Petunjuk Latihan ->
1: Salin ulang kutipan tentang internasionalisasi Muhammadiyah persis seperti aslinya, mulai dari "Internasionalisasi Gerakan Muhammadiyah adalah" sampai "di negara tersebut.".
2: Dalam kutipan tentang internasionalisasi Muhammadiyah, kader di dalam negeri disebut menjadi center hub dalam bidang apa saja? Sebutkan semuanya.
3: Teruskan kutipan tentang internasionalisasi Muhammadiyah, dimulai setelah kalimat terakhirnya.

──────── Kutipan ────────

Internasionalisasi Gerakan Muhammadiyah adalah proyek besar yang bertujuan bukan hanya memperkenalkan, tetapi juga menempatkan dan menjadikan Muhammadiyah sebagai bagian tak terpisahkan dari umat Islam di level global. Maka dari itu, goal nya bukan hanya agar masyarakat dunia melek akan eksistensi Muhammadiyah, tetapi juga membutuhkan Muhammadiyah di tempatnya, atau bahkan merasa kurang dan kehilangan jika Muhammadiyah tidak tampil di negara tersebut.
Internasionalisasi Gerakan Muhammadiyah ini menjadi usaha kolektif seluruh kader persyarikatan baik di dalam negeri maupun di luar negeri. Mereka yang berada di luar negeri dan bergerak di PCIM menjadi ujung tombak dan perantara perluasan gerakan Muhammadiyah, sedangkan yang di dalam negeri terus berkoordinasi dengan pihak-pihak PCIM, tidak hanya sebagai penghubung lisan, akan tetapi menjadi center hub dalam diaspora keilmuan, humanitarian, dan people diplomacy.

──────── Data Hasil Ekstraksi ────────

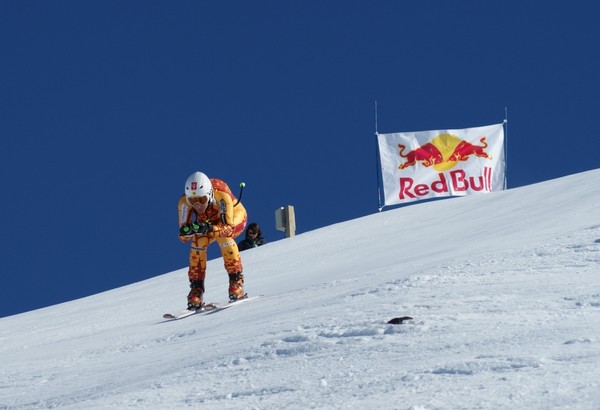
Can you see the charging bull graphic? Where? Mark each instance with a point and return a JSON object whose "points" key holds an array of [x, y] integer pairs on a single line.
{"points": [[443, 152]]}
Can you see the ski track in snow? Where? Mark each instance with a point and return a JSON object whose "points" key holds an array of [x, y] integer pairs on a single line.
{"points": [[516, 326]]}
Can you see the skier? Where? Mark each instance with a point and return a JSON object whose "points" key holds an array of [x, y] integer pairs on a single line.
{"points": [[253, 237], [208, 212]]}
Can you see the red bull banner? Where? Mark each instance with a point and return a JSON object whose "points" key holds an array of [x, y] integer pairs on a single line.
{"points": [[428, 164]]}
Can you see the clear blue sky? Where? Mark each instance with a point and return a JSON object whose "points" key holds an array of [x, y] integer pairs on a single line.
{"points": [[107, 106]]}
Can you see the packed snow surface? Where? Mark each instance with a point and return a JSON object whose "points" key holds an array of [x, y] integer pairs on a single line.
{"points": [[503, 289]]}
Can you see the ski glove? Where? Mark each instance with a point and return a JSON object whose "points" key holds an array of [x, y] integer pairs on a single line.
{"points": [[201, 228], [195, 228], [186, 231]]}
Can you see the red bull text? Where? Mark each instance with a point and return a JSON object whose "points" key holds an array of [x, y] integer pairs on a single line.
{"points": [[453, 182]]}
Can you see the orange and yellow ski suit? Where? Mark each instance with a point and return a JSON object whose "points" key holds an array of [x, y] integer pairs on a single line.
{"points": [[228, 219]]}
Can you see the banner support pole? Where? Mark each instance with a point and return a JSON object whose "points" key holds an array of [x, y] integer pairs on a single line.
{"points": [[377, 161], [505, 147]]}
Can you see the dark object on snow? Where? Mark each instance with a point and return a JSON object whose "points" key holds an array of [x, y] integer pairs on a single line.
{"points": [[399, 320]]}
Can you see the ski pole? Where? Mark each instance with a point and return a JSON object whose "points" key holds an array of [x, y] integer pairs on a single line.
{"points": [[242, 185]]}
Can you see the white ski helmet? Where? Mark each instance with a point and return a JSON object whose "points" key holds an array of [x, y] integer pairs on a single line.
{"points": [[198, 185]]}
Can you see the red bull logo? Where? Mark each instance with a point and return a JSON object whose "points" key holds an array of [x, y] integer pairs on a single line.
{"points": [[443, 152]]}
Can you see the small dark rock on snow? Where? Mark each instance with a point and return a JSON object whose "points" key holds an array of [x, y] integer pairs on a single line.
{"points": [[399, 320]]}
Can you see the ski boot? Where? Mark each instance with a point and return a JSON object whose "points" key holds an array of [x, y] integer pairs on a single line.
{"points": [[236, 289], [195, 296]]}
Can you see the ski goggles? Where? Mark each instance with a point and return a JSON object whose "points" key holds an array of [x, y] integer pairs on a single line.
{"points": [[193, 200]]}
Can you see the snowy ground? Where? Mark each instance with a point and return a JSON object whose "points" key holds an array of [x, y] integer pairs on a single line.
{"points": [[504, 290]]}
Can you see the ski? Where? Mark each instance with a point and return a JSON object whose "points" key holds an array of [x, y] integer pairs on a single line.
{"points": [[231, 304], [185, 313], [207, 309]]}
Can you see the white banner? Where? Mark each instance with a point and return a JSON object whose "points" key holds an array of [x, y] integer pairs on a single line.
{"points": [[427, 164]]}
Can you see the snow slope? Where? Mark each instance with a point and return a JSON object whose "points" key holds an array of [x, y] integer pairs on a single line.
{"points": [[504, 290]]}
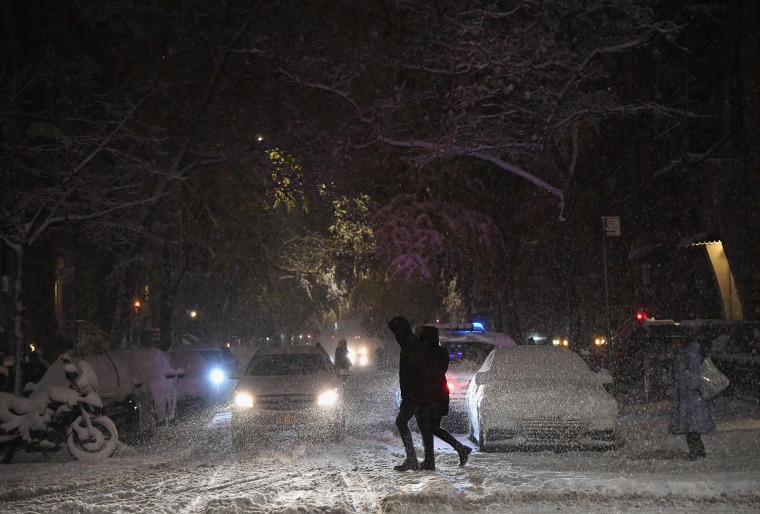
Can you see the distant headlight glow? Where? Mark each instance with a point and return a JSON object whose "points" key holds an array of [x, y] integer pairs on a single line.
{"points": [[328, 398], [244, 400], [217, 376]]}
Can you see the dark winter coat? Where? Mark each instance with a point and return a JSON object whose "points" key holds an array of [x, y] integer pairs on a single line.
{"points": [[690, 412], [440, 364], [415, 370], [440, 384], [341, 357]]}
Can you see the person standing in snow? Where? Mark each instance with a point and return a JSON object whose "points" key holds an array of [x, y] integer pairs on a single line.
{"points": [[341, 355], [690, 414], [415, 382], [439, 406]]}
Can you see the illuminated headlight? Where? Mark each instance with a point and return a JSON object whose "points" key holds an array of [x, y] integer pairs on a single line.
{"points": [[244, 400], [217, 376], [328, 398]]}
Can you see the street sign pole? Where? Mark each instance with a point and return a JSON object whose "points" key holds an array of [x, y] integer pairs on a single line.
{"points": [[610, 227], [606, 287]]}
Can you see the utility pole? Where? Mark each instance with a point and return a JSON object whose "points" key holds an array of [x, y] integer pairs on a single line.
{"points": [[610, 228]]}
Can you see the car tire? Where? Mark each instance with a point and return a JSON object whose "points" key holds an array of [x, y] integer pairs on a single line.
{"points": [[146, 419]]}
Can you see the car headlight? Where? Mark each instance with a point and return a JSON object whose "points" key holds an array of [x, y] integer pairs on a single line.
{"points": [[217, 376], [243, 400], [328, 398]]}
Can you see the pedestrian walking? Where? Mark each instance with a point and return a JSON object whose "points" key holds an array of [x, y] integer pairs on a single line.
{"points": [[439, 406], [341, 355], [690, 414], [415, 379]]}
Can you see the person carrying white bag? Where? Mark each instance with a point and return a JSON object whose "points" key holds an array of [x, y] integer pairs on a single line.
{"points": [[691, 414]]}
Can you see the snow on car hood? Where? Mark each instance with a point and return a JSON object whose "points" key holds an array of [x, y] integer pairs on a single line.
{"points": [[569, 400], [288, 384]]}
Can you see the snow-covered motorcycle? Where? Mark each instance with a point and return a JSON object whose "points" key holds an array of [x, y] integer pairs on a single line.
{"points": [[55, 415]]}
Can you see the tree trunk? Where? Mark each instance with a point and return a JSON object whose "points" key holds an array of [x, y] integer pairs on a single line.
{"points": [[18, 316]]}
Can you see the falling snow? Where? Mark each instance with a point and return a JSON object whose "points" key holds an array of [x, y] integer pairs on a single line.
{"points": [[191, 466]]}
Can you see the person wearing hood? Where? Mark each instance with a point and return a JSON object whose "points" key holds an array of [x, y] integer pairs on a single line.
{"points": [[415, 382], [440, 401], [341, 355]]}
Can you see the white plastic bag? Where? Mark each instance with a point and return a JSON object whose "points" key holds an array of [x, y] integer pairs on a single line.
{"points": [[711, 380]]}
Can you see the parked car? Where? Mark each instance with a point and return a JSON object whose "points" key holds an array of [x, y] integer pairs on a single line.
{"points": [[153, 370], [208, 375], [540, 396], [289, 387]]}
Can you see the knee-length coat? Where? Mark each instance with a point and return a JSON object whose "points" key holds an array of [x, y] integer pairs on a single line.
{"points": [[690, 412]]}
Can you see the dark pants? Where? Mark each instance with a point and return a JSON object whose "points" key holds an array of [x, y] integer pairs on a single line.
{"points": [[406, 411], [696, 446], [443, 434]]}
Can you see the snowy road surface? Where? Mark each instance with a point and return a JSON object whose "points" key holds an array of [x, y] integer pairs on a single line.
{"points": [[192, 467]]}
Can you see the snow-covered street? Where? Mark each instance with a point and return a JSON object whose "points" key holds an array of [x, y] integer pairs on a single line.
{"points": [[192, 466]]}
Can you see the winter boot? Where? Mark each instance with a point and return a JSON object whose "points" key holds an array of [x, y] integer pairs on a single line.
{"points": [[428, 465], [464, 454]]}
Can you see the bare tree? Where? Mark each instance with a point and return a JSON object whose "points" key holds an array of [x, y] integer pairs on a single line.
{"points": [[78, 159], [509, 83]]}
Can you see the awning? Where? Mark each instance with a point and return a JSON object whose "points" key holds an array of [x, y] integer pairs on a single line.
{"points": [[703, 238]]}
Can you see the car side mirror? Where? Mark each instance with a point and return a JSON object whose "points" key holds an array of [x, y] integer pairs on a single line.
{"points": [[481, 377]]}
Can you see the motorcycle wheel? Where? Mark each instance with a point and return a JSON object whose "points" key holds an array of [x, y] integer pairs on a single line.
{"points": [[99, 446], [6, 453]]}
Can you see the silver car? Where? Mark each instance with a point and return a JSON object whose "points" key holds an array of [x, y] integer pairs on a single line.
{"points": [[530, 395], [286, 387]]}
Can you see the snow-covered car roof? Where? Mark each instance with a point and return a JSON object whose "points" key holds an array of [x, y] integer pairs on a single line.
{"points": [[277, 350], [469, 332], [537, 363]]}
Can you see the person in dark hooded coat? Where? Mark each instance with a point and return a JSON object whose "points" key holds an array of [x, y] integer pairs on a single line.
{"points": [[415, 382], [691, 414], [439, 406]]}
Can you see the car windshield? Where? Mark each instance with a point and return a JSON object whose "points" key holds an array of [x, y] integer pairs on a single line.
{"points": [[218, 357], [288, 364], [541, 365]]}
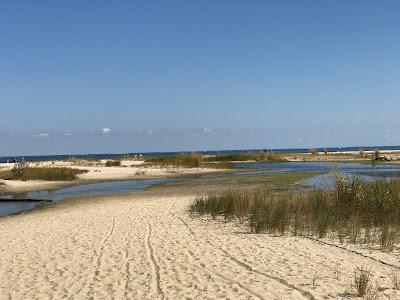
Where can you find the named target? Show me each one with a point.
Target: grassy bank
(193, 160)
(250, 156)
(40, 173)
(356, 211)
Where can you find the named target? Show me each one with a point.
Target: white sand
(128, 170)
(131, 247)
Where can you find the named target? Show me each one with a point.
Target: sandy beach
(129, 170)
(146, 246)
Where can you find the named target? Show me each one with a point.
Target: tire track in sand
(154, 267)
(304, 293)
(99, 258)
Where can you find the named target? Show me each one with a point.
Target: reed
(193, 160)
(113, 163)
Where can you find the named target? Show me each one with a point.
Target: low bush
(40, 173)
(358, 211)
(113, 163)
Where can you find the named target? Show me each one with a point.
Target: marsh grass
(87, 162)
(113, 163)
(268, 156)
(41, 173)
(355, 211)
(193, 160)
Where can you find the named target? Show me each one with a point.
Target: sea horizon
(44, 157)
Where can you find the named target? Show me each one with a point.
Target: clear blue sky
(126, 76)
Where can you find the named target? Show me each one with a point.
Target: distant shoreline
(338, 150)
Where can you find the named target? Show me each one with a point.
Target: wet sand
(145, 245)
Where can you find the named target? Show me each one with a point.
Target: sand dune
(137, 247)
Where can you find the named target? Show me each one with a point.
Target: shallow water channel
(8, 205)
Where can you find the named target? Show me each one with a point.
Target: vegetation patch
(193, 160)
(113, 163)
(268, 156)
(23, 172)
(355, 211)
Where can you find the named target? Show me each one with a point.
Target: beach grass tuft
(113, 163)
(355, 211)
(193, 160)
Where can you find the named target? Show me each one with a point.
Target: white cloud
(40, 135)
(106, 130)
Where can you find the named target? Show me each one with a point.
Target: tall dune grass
(355, 211)
(268, 156)
(40, 173)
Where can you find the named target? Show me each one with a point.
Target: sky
(140, 76)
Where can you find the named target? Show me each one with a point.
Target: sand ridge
(149, 247)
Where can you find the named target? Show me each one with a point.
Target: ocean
(118, 155)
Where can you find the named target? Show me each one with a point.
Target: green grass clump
(42, 173)
(87, 161)
(113, 163)
(360, 212)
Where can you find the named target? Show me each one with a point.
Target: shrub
(42, 173)
(362, 277)
(113, 163)
(355, 210)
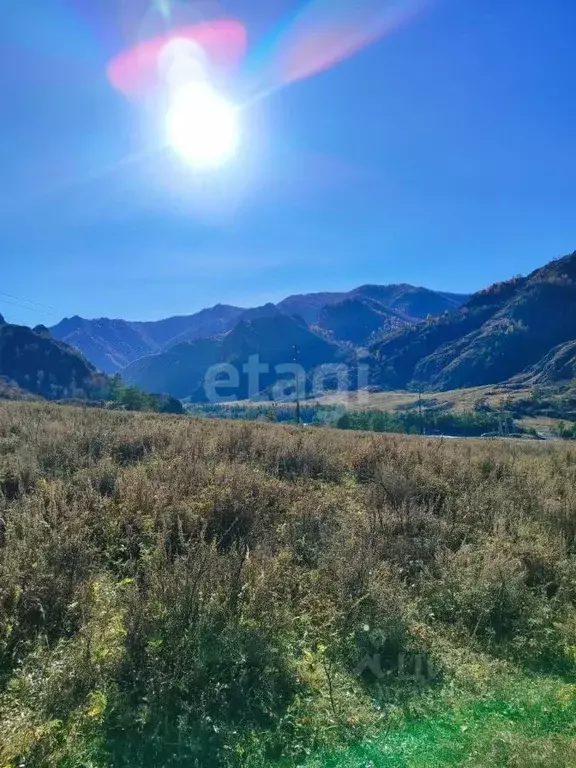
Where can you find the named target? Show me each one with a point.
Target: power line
(28, 301)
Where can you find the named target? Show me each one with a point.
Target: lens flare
(324, 33)
(201, 125)
(142, 69)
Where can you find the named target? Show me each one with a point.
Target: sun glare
(202, 126)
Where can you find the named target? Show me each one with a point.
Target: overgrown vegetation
(193, 592)
(412, 421)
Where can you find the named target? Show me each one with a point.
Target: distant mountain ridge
(498, 334)
(113, 344)
(33, 362)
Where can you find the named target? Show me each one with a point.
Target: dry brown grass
(174, 588)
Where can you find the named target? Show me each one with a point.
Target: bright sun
(202, 126)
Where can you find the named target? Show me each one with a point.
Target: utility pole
(420, 411)
(297, 361)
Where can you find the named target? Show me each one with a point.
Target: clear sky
(442, 155)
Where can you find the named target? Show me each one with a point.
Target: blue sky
(443, 155)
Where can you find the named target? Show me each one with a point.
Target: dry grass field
(181, 592)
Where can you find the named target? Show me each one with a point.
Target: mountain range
(521, 331)
(523, 328)
(173, 355)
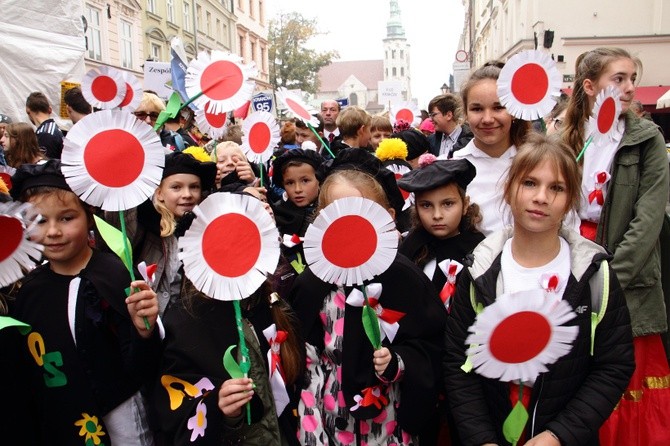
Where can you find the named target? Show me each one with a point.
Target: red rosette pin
(352, 240)
(220, 81)
(112, 160)
(517, 336)
(103, 87)
(231, 247)
(529, 84)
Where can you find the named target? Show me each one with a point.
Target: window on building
(94, 33)
(156, 51)
(187, 17)
(126, 43)
(169, 5)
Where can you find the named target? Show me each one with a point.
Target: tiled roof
(369, 72)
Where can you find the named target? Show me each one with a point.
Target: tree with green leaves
(292, 65)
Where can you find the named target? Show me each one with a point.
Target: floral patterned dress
(324, 416)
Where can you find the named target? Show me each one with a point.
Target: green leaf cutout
(371, 326)
(114, 240)
(515, 423)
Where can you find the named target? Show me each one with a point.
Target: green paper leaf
(371, 326)
(114, 240)
(172, 108)
(231, 365)
(515, 423)
(6, 321)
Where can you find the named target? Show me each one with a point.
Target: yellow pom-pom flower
(391, 148)
(198, 153)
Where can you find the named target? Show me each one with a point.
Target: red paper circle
(349, 241)
(405, 114)
(530, 83)
(130, 94)
(403, 192)
(104, 88)
(520, 337)
(259, 137)
(216, 120)
(12, 234)
(606, 114)
(298, 109)
(221, 80)
(231, 245)
(114, 158)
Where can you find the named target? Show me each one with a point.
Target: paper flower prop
(17, 253)
(275, 338)
(297, 107)
(103, 87)
(222, 79)
(529, 84)
(214, 124)
(260, 135)
(352, 240)
(398, 171)
(112, 160)
(231, 247)
(517, 336)
(407, 111)
(605, 115)
(133, 95)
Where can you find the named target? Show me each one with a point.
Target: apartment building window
(126, 44)
(169, 4)
(187, 16)
(94, 33)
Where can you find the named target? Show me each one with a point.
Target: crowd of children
(481, 231)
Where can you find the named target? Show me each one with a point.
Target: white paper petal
(196, 268)
(519, 108)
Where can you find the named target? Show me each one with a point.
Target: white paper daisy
(605, 115)
(231, 247)
(18, 254)
(223, 80)
(214, 124)
(517, 336)
(398, 171)
(529, 85)
(112, 160)
(407, 111)
(353, 239)
(260, 135)
(133, 95)
(297, 107)
(103, 87)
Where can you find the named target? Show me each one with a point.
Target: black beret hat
(28, 176)
(417, 143)
(361, 159)
(301, 155)
(178, 162)
(438, 173)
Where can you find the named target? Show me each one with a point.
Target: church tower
(396, 52)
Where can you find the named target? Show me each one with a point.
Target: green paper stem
(245, 364)
(586, 144)
(371, 322)
(128, 257)
(323, 143)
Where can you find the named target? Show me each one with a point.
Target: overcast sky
(355, 28)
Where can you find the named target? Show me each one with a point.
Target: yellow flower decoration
(90, 428)
(392, 148)
(198, 153)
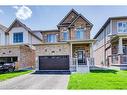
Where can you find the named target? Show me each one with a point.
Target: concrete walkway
(36, 81)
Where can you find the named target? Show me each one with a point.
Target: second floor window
(18, 37)
(65, 35)
(122, 27)
(79, 34)
(51, 38)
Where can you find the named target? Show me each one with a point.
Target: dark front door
(81, 57)
(54, 62)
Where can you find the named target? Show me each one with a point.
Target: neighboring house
(16, 45)
(110, 49)
(68, 47)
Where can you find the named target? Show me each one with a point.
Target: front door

────────

Jawaban Tertulis ->
1:
Internasionalisasi Gerakan Muhammadiyah adalah proyek besar yang bertujuan bukan hanya memperkenalkan, tetapi juga menempatkan dan menjadikan Muhammadiyah sebagai bagian tak terpisahkan dari umat Islam di level global. Maka dari itu, goal nya bukan hanya agar masyarakat dunia melek akan eksistensi Muhammadiyah, tetapi juga membutuhkan Muhammadiyah di tempatnya, atau bahkan merasa kurang dan kehilangan jika Muhammadiyah tidak tampil di negara tersebut.

2: keilmuan, humanitarian, people diplomacy

3:
Universitas Muhammadiyah Surakarta sebagai AUM juga telah melakukan usaha-usaha terbaiknya untuk menjalankan agenda internasionalisasi Gerakan Muhammadiyah. Pondok Hajjah Nuriyyah Sobron beberapa tahun lalu, dan juga tahun ini akan mengirimkan kader Muhammadiyah terbaik untuk ditempatkan di Kamboja dan Thaildand. Tahun depan kader Sobron yang juga merupakan utusan terbaik dari berbagai PWM akan dikirimkan ke Jeddah dan Riyadh untuk membantu mengurus sekolah Muhammadiyah di sana. Beberapa tahun ke depan, Pondok Abu Bakar as Shiddiq yang saat ini dipimpin Drs. Ma’arif Jamuin, M.Si juga telah membuat konsep untuk memanfaatkan jaringan PCIM di Timur Tengah dalam hal lisensi sertifikasi Bahasa Arab di al Azhar dan Univesitas Islam Madinah. Tahun ini dosen-dosen di Fakultas Agama Islam UMS juga mendapatkan hibah pengabdian masyarakat dari Kemenag hingga hampir 150 juta rupiah berkat dan dalam rangka pengembangan TK PCIM Mesir. Selain itu juga pada tahun 2019 ahli-ahli penelitian UMS diberangkatkan ke Malaysia, yang saat itu disambut hangat oleh Mufti Perlis dan sultan Negeri Perlis. Saat itu salah satu poin yang juga dibicarakan adalah pendirian Universitas Muhammadiyah Malaysia (UMAM).
Internasionalisasi Gerakan Muhammadiyah yang telah dilakukan UMS, dan juga pastinya berbagai elemen lain, tentu bukan hanya ekspansi organisasi ke luar negeri, tetapi juga ekspansi pemikiran, jaringan dan paham keagamaan. Selain itu juga tentunya memperluas sasaran dakwah kepada masyarakat internasional yang multikultural karena memang sudah saatnya dakwah Muhammadiyah juga disampaikan dan dibawa ke level global.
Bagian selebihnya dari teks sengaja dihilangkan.